▶ **What is required**
In the entries below, return only the line containing "of the green" and those after it, exactly, through the last line.

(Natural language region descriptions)
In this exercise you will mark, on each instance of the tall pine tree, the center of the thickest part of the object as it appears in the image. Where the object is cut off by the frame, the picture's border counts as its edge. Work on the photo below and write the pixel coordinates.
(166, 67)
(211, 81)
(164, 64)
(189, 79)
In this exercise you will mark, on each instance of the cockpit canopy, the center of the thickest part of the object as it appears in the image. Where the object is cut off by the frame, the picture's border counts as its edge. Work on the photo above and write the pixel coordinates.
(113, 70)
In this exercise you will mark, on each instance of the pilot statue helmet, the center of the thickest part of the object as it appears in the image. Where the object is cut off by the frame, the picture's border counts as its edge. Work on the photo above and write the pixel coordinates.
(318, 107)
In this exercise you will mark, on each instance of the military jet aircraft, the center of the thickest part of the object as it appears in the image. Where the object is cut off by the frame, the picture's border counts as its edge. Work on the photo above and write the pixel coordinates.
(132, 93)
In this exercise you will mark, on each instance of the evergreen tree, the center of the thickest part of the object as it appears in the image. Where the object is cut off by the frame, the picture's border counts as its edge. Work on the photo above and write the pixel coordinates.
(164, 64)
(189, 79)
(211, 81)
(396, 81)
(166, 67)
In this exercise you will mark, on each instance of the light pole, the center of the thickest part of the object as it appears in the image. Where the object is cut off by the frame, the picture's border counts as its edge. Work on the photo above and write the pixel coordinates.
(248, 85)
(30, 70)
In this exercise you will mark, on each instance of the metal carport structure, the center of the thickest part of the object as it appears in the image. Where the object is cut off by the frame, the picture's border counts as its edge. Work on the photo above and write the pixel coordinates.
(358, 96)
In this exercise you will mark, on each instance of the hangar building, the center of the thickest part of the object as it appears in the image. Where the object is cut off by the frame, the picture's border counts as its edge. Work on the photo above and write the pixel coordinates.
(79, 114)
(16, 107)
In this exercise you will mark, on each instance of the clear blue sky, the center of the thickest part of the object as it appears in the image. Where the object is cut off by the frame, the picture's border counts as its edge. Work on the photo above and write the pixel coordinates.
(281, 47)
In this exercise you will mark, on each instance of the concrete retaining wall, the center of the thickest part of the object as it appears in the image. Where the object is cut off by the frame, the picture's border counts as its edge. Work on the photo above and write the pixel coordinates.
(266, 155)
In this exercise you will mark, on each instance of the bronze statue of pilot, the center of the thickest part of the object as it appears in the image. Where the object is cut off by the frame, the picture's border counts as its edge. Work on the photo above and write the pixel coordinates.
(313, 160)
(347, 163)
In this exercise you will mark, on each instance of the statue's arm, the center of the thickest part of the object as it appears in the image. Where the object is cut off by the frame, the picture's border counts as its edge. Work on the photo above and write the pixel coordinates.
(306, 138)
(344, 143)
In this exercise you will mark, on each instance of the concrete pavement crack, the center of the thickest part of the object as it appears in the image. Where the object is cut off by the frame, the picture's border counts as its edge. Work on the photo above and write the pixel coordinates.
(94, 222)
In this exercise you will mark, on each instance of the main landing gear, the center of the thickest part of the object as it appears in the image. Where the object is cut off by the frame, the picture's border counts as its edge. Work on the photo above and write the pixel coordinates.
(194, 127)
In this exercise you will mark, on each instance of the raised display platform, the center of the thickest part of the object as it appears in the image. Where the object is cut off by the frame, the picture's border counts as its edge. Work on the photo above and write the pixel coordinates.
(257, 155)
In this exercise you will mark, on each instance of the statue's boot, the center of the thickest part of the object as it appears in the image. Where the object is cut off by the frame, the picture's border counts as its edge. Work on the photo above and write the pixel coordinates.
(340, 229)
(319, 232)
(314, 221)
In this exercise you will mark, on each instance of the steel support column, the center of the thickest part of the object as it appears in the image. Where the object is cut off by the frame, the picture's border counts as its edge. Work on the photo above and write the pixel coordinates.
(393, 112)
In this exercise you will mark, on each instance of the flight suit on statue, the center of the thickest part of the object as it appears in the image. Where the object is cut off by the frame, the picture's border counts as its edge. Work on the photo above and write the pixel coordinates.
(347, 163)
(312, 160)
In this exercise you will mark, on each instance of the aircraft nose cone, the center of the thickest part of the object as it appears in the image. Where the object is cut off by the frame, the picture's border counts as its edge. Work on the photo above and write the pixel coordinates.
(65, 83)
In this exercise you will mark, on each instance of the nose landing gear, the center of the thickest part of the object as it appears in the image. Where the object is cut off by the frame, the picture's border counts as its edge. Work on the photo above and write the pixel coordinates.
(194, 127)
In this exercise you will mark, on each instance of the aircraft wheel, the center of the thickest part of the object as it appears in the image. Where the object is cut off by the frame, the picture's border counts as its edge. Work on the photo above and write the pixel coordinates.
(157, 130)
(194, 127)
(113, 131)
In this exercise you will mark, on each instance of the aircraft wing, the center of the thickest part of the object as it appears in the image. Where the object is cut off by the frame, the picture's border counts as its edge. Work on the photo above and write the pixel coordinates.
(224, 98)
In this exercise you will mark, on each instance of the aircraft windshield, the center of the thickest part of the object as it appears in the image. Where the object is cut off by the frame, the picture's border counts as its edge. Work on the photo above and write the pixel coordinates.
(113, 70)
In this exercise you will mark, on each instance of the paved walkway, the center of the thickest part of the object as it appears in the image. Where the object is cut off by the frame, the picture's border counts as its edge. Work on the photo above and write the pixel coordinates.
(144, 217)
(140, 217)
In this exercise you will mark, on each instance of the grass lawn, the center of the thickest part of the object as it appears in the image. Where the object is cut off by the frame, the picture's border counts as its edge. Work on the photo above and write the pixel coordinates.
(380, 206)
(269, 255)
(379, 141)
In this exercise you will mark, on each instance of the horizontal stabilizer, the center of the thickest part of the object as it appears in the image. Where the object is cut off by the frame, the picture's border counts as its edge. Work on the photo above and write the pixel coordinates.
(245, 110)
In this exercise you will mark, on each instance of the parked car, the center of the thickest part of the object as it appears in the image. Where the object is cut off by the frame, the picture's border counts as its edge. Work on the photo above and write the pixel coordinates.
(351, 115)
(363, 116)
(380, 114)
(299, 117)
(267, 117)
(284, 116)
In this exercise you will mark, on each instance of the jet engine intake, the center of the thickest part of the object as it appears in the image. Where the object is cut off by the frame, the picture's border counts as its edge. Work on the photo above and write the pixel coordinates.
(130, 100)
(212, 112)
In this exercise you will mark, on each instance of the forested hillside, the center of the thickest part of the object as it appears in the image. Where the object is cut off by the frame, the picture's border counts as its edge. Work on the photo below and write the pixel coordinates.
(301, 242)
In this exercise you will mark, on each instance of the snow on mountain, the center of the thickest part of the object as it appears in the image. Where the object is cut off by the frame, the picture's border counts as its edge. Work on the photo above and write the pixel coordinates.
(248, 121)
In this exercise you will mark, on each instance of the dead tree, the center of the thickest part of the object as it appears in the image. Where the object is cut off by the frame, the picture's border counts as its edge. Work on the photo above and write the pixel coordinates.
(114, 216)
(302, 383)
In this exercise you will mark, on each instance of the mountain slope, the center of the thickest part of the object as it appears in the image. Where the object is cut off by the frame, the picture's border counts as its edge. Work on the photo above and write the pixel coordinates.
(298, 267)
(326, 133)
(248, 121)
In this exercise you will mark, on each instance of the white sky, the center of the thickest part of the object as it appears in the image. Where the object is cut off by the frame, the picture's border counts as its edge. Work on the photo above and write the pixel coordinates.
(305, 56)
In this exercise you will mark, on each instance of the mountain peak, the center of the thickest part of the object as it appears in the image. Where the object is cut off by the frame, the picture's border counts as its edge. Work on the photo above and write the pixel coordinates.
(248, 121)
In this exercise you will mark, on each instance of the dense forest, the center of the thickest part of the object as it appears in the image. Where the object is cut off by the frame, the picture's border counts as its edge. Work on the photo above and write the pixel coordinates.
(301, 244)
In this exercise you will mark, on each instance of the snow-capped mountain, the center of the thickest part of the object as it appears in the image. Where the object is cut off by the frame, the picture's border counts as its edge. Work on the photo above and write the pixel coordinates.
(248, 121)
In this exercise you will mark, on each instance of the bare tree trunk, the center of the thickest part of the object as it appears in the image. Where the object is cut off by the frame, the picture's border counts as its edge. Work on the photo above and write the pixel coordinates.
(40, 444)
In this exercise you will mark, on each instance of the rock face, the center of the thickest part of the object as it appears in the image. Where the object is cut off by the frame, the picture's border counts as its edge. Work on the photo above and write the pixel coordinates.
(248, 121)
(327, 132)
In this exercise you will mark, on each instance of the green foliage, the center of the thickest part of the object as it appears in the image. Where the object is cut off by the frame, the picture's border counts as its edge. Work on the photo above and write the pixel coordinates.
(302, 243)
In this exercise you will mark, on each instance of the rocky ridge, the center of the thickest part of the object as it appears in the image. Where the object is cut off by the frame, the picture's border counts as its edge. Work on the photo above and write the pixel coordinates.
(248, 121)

▶ **Exercise solution**
In this exercise you will mark, on each instance of the green foliage, the center of the thickest part of the object as it appears in the image. Where the object is cut off by the frame, the picture's border counts as its edge. Work on the photo above and write the pixel coordinates.
(302, 243)
In this exercise you will mark, on each instance of the rocky ridge, the center of the thickest part of the object as it appears in the image. Where the object is cut off by the frame, the picture's border counts as its edge. Work on the photo above and write the pixel coordinates.
(248, 121)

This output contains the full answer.